__Material provided__.
--*--
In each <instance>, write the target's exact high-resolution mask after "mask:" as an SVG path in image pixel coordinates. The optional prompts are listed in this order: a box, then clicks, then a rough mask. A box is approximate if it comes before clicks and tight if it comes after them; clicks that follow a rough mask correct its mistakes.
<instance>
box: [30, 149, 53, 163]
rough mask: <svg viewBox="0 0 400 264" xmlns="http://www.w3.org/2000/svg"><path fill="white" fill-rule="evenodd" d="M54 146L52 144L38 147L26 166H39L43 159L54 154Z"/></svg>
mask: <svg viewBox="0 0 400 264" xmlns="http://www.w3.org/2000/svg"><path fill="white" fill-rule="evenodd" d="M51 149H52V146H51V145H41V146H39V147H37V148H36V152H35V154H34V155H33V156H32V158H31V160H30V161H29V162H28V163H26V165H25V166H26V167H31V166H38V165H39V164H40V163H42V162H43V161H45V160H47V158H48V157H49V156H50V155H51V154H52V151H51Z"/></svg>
--*--
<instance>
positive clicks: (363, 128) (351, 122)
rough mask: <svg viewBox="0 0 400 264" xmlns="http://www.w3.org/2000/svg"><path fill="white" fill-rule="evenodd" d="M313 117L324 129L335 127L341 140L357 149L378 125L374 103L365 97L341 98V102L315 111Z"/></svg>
--*--
__Work required__. Recast the lines from the one holding "In each <instance>, write" through the one holding "box: [30, 149, 53, 163]", both included, as a JSON list of strings, one string per line, leaving out blank lines.

__Solution__.
[
  "In each <instance>, write the target's exact high-resolution mask after \"mask:\" as an SVG path in image pixel coordinates. The optional prompts are listed in this order: a box, then clicks, then a rough mask. A box is approximate if it comes before clicks and tight if it comes after them; clicks that follow a rough mask correct its mistakes.",
  "<instance>",
  "box: [30, 149, 53, 163]"
]